(Collection entries)
------------------------------------------------------------------------
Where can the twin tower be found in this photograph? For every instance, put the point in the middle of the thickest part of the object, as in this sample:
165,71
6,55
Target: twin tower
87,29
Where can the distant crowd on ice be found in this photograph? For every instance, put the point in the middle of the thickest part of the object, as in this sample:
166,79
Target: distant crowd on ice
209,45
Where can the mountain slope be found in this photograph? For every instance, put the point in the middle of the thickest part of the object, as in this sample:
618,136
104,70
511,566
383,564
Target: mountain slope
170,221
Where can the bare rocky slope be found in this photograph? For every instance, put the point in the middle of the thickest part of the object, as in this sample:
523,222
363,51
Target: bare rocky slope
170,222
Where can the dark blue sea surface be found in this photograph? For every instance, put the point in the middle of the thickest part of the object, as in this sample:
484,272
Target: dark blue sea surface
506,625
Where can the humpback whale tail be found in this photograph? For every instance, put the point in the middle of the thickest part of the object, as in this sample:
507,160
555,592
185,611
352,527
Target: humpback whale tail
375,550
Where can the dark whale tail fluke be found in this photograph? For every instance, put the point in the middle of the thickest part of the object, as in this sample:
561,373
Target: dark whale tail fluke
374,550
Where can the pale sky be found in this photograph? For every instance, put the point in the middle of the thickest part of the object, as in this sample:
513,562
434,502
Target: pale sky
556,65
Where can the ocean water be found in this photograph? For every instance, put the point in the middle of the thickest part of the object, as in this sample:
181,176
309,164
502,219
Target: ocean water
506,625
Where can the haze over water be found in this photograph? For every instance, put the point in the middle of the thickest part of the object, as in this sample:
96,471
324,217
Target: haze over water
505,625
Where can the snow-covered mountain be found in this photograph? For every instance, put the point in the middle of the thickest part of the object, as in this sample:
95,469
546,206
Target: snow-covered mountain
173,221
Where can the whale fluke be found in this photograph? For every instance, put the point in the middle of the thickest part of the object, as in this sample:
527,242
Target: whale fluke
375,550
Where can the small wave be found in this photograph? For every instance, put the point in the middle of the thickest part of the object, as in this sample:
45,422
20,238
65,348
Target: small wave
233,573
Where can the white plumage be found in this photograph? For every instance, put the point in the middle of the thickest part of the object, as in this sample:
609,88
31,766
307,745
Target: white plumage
------------------------------------------------------------------------
**WHAT YOU SHOULD DO**
What lines in the data above carry "plumage"? Return them all.

**TASK RESPONSE**
Where can the white plumage be found in this photograph? For every instance, put the point in the middle of the thickest part of the object, as in this sample:
Target: white plumage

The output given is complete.